■ **What you are asked to do**
Write out each line of the listing below as a JSON list of strings, one string per line, and drop blank lines and the pictures.

[Given entries Boundary: Start]

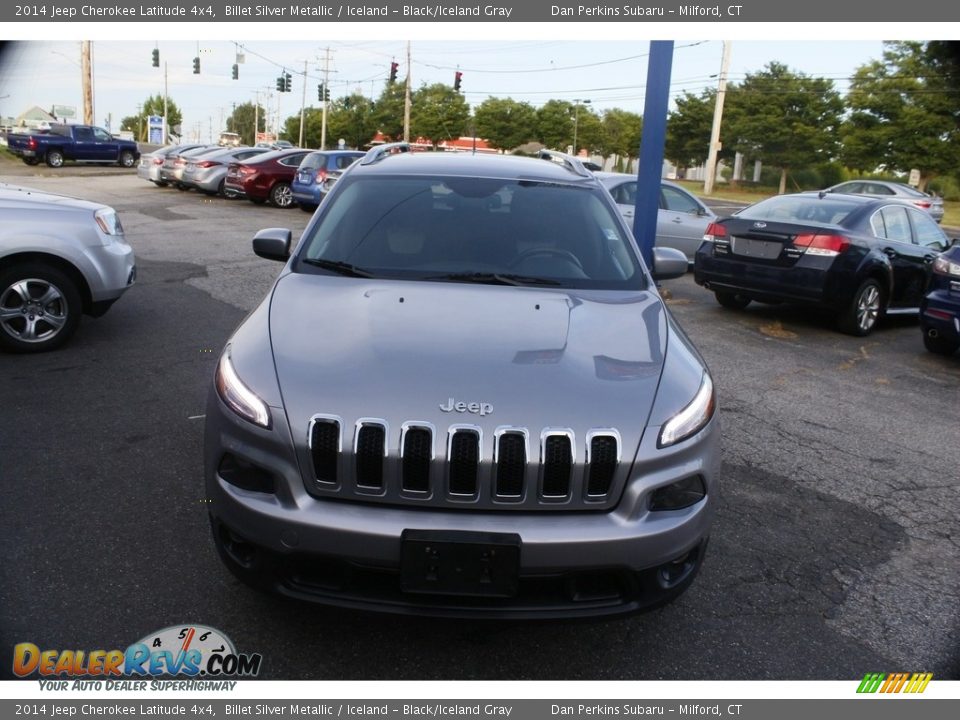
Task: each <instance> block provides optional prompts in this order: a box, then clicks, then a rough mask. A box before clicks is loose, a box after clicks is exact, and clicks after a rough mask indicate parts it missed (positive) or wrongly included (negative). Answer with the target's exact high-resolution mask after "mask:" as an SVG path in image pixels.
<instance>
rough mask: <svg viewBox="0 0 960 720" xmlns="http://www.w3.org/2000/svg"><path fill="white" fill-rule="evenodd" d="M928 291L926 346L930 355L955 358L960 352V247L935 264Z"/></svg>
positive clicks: (923, 318)
mask: <svg viewBox="0 0 960 720" xmlns="http://www.w3.org/2000/svg"><path fill="white" fill-rule="evenodd" d="M928 291H929V292H928V293H927V295H926V297H925V298H924V299H923V302H922V303H921V305H920V327H921V329H922V330H923V344H924V345H925V346H926V348H927V350H929V351H930V352H935V353H938V354H940V355H953V353H955V352H956V351H957V348H960V245H957V244H955V245H954V246H953V247H952V248H950V249H949V250H947V251H946V252H945V253H943V254H942V255H940V256H939V257H937V259H936V260H934V261H933V274H932V275H931V277H930V287H929V288H928Z"/></svg>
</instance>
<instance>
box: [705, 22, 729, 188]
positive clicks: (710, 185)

[Given entries Boundary: End]

■ **Task output**
[
  "Task: each <instance> block provides optional prompts in this order: a box, then clicks, then a rough mask. A box before clicks is loose, a box after clicks is exact, and clicks after a rough mask indicate parts it missed (positive) or wrongly included (negative). Answer with the target's exact high-resolution mask after \"mask:\" as an SVG path in image pixels.",
  "<instance>",
  "rough mask: <svg viewBox=\"0 0 960 720\" xmlns=\"http://www.w3.org/2000/svg\"><path fill=\"white\" fill-rule=\"evenodd\" d=\"M928 291L926 346L930 355L955 358L960 352V247L935 264Z\"/></svg>",
  "positive clicks: (923, 318)",
  "mask: <svg viewBox=\"0 0 960 720\" xmlns=\"http://www.w3.org/2000/svg\"><path fill=\"white\" fill-rule=\"evenodd\" d=\"M928 291H929V292H928V293H927V295H926V297H925V298H924V299H923V302H922V303H921V305H920V327H921V329H922V330H923V344H924V345H925V346H926V348H927V350H929V351H930V352H935V353H938V354H940V355H953V353H955V352H956V351H957V348H960V245H957V244H955V245H954V246H953V247H952V248H950V249H949V250H947V251H946V252H945V253H943V254H942V255H940V256H939V257H937V259H936V260H934V261H933V274H932V275H931V277H930V287H929V288H928Z\"/></svg>",
  "</instance>",
  "<instance>",
  "box: [705, 22, 729, 188]",
  "positive clicks: (710, 185)"
]